Request. Please quote the stretch from "I’m going to" through "and interest report." in the article on Google Analytics mistakes, word for word.

Source passage.
^^^^^^^^^^^^^^^^

A list of 10 mistakes to avoid while using Google Analytics and Google Tag Manager. Most of these are from my own experience while working with the tools

Google Analytics (GA) is used by 55% of all websites on the Internet. That is a staggering number. Beyond adding the standard code to your website and answering simple questions like the number of daily visitors to your website, source of traffic, top pages visited, etc., there’s a lot you can track using the powerful tag management tool Google Tag Manager (GTM) and defining custom dimensions and custom metrics within GA. There is a common learning curve when it comes to working with GA and GTM and I’ve noticed that most people make the same kind of mistakes while using these tools to track more information about your users.

I’m going to do a clickbaity essay focusing on 10 common mistakes that are made in reporting while using GA. This is the first part of the series and will focus on 5 of them. However, if you are a beginner, please make sure you have the below bases covered. I’m including links to guides for these beginner errors:

Not setting up the code correctly, cross-domain tracking, e-commerce tracking, not setting up goals, adding GA code to staging set up, incorrect time zones, not linking GA with other Google products in use, and enabling demographic and interest report.


Alright, so once you have these out of the way, let’s start from the top -

1. Setting up a utm_source for internal articles

This is an easy mistake and one I made without considering the effects it could have on reporting. I appended utm_source = internal for in-page links to understand the performance of a few blog articles within the website. Do not append utm_source to track movements between articles on the website. The source parameter is for understanding channels of acquisition (external traffic) for a customer and not for tracking their behavior within the website. As soon as a visitor clicks on the internal link with UTM parameters, a new session is started with the source information you supplied. This increases the session count artificially; conversions cannot be traced to the original source and the bounce rate from external sources can increase too. What are your options in case you want to track internal articles/clicks?

i. If you want to look at all the pages that sent traffic to the internal page in question, you can create a custom report. Set Page and Previous Page Path as dimensions and pageviews as the metric

ii. You can create a custom dimension like itm_source and use that for tracking internal links. Here’s a guide on how to create those and also on how to view them in custom reports This is the most widely misunderstood GA metric. Google defines a bounce as a single-page session and consequently bounce rate as the % of single-page sessions. What this means is, if you have a website with only one page and users who come to your website can only look at that page (for however long they’d like), your bounce rate will be 100%.

^^^^^^^^^^^^^^^^

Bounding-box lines
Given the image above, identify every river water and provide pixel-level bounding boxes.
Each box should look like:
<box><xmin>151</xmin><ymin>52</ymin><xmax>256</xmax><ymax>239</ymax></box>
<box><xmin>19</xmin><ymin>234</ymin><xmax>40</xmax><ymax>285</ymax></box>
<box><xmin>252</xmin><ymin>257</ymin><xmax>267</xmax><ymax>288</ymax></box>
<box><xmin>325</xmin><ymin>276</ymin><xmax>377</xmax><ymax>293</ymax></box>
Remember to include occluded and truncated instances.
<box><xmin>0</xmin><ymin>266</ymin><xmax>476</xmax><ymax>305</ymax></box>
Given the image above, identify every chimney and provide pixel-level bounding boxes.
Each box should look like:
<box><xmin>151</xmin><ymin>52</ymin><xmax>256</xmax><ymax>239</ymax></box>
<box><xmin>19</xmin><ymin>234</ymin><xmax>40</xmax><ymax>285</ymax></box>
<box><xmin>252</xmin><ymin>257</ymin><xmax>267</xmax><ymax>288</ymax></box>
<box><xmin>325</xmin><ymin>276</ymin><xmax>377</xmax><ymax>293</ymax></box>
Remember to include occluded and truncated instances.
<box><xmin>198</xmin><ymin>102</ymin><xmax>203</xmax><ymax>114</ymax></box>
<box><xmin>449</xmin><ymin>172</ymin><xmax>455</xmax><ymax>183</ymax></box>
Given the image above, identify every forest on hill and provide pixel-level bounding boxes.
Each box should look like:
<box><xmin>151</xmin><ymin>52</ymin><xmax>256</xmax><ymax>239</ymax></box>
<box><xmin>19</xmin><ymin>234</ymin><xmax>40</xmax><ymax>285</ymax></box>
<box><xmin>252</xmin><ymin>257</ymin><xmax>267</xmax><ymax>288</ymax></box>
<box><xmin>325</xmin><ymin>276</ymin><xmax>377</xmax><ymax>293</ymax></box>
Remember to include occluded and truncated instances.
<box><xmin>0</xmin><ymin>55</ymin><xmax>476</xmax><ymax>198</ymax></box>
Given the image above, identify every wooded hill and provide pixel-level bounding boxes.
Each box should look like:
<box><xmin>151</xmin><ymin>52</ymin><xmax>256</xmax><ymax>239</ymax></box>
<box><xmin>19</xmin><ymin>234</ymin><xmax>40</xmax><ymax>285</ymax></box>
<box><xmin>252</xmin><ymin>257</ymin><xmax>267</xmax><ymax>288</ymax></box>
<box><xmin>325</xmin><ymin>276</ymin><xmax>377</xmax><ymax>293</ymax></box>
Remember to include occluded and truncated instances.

^^^^^^^^^^^^^^^^

Exercise result.
I’m going to do a clickbaity essay focusing on 10 common mistakes that are made in reporting while using GA. This is the first part of the series and will focus on 5 of them. However, if you are a beginner, please make sure you have the below bases covered. I’m including links to guides for these beginner errors:

Not setting up the code correctly, cross-domain tracking, e-commerce tracking, not setting up goals, adding GA code to staging set up, incorrect time zones, not linking GA with other Google products in use, and enabling demographic and interest report.